### Task goal
Find the word "background" below. Copy each line that has it.

[Region pointing data]
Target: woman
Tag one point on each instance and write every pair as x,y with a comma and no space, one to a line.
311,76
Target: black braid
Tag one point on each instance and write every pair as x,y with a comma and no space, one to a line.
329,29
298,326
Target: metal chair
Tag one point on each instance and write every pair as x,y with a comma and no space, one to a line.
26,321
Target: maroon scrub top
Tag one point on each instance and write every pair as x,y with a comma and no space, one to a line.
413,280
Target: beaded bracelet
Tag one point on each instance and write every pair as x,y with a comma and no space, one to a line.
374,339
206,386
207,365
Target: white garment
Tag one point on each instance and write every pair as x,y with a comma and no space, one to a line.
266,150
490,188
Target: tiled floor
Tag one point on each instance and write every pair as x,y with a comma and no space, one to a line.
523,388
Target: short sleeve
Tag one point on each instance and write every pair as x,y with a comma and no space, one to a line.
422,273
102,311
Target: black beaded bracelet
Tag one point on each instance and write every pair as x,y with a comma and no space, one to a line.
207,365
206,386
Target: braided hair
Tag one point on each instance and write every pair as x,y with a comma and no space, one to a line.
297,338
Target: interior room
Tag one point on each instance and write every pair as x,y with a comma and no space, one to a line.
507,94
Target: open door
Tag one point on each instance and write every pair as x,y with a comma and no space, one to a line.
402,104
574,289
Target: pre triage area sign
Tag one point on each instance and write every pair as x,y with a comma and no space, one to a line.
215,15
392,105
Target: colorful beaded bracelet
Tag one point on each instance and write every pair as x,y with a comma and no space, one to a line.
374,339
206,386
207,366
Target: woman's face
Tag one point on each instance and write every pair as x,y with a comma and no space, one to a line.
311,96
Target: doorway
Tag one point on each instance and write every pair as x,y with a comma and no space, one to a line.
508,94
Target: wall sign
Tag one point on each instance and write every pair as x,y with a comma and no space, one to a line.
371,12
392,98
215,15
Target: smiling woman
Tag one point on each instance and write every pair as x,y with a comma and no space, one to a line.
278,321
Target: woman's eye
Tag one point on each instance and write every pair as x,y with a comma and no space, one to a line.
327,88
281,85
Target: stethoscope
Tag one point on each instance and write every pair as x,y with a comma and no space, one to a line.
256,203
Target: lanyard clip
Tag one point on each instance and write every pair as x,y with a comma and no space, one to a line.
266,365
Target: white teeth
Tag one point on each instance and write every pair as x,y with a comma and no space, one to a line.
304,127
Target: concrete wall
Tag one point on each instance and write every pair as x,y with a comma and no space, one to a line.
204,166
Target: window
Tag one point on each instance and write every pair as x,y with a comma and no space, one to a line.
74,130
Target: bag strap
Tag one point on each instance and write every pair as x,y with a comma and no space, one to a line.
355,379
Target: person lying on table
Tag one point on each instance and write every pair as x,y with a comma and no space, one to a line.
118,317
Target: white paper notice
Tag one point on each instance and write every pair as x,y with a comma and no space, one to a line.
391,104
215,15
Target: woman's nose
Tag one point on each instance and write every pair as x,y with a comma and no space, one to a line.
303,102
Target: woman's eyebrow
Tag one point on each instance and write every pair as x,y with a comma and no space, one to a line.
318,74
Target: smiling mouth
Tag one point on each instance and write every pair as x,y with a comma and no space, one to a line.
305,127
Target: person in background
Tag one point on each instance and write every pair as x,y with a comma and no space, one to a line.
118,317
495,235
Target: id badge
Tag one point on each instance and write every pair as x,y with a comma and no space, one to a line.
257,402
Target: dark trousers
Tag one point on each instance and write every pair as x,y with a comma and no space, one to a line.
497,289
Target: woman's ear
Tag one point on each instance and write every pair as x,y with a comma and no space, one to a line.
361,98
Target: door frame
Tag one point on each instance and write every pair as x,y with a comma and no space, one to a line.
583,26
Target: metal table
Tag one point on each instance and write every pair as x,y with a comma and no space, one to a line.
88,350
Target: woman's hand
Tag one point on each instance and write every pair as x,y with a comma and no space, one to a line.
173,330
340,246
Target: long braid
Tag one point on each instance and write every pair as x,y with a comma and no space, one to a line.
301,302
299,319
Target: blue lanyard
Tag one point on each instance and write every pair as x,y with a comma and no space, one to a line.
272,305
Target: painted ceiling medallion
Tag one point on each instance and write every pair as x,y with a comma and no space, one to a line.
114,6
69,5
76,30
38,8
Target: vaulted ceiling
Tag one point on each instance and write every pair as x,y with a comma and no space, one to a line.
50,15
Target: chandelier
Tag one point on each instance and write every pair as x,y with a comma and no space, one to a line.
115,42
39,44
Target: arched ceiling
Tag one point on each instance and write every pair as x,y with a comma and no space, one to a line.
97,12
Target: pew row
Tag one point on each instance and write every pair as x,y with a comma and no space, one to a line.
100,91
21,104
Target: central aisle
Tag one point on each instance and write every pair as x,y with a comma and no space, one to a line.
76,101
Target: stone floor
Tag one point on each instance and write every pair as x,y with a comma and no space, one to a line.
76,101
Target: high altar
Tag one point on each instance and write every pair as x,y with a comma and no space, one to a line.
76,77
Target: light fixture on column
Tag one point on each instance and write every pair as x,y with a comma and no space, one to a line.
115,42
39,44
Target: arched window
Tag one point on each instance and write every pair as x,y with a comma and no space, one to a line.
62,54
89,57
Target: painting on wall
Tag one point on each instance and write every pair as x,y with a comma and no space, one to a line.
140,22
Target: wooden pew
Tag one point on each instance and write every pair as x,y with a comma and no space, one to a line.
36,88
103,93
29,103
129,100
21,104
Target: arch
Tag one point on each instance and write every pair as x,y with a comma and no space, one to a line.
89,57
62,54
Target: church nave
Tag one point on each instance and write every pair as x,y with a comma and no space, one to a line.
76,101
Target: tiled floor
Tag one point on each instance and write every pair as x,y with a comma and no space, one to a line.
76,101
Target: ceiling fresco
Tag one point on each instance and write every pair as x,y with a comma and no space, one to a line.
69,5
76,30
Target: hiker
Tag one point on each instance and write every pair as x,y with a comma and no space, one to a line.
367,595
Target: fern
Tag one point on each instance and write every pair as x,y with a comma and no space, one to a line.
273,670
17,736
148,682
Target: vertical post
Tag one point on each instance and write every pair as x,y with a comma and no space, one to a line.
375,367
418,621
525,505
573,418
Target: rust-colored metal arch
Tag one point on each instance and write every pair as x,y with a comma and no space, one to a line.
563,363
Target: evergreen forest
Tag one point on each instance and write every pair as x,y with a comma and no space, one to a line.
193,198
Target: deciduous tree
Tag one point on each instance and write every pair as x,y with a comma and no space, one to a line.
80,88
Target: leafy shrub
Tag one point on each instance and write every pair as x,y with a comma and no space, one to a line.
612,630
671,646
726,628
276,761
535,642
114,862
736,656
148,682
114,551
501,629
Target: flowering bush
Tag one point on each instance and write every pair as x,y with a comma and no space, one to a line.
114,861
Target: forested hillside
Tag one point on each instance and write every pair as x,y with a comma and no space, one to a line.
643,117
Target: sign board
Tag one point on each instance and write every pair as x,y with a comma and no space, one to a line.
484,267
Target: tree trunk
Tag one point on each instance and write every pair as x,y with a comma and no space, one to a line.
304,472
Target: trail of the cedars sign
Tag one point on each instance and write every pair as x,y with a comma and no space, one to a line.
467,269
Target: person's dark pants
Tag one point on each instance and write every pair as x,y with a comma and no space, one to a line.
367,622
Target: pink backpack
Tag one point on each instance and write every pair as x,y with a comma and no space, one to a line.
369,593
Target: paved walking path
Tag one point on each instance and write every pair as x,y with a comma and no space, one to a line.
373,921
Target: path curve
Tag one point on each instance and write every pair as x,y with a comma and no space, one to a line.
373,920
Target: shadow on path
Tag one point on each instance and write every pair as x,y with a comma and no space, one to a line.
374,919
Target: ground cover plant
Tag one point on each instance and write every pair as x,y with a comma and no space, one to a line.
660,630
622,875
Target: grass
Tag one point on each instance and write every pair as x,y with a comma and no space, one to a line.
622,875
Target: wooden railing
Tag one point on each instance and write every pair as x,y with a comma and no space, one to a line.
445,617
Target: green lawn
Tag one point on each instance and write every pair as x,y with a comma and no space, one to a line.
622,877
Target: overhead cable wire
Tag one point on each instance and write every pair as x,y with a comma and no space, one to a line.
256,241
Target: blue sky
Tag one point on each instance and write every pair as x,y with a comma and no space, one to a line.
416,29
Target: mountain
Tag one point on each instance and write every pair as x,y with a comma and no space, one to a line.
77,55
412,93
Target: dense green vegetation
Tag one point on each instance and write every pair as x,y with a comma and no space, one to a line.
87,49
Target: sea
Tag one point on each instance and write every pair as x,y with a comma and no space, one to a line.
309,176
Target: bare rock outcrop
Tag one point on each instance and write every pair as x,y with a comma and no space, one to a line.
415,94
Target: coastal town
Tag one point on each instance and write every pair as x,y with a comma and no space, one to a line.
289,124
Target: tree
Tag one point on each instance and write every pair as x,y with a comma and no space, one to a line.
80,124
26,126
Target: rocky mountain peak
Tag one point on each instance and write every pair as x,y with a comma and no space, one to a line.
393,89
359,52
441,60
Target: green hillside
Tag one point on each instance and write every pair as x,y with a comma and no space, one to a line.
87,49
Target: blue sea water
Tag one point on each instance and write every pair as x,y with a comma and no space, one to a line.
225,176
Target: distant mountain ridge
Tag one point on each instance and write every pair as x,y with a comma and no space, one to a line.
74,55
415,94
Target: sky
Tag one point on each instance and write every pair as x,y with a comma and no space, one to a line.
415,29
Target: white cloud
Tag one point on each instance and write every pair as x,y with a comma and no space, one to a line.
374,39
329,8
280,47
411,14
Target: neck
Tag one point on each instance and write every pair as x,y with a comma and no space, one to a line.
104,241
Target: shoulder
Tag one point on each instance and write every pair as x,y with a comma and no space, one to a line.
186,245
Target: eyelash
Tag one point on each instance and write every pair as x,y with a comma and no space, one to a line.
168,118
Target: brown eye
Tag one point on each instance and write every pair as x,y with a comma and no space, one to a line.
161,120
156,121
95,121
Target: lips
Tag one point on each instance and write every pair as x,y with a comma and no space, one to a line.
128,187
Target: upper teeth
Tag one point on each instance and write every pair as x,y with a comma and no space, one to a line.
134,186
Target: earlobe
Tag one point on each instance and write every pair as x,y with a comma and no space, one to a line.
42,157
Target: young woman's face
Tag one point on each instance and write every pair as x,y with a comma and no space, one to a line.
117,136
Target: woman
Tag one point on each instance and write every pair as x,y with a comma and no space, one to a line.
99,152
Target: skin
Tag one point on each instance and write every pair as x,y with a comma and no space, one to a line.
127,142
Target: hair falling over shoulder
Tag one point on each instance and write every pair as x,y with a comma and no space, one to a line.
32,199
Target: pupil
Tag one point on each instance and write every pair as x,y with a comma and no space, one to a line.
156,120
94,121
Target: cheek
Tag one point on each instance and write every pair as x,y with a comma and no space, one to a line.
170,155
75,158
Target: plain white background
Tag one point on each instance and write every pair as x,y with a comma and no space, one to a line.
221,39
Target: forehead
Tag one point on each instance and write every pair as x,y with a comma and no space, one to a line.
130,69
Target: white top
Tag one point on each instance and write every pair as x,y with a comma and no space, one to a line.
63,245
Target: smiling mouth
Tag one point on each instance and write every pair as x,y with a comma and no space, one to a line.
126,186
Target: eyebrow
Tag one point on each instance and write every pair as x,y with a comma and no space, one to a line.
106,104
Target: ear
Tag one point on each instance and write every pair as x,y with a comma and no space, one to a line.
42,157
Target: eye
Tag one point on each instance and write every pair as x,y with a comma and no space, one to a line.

### Written answer
Target: person in background
Target: plain white background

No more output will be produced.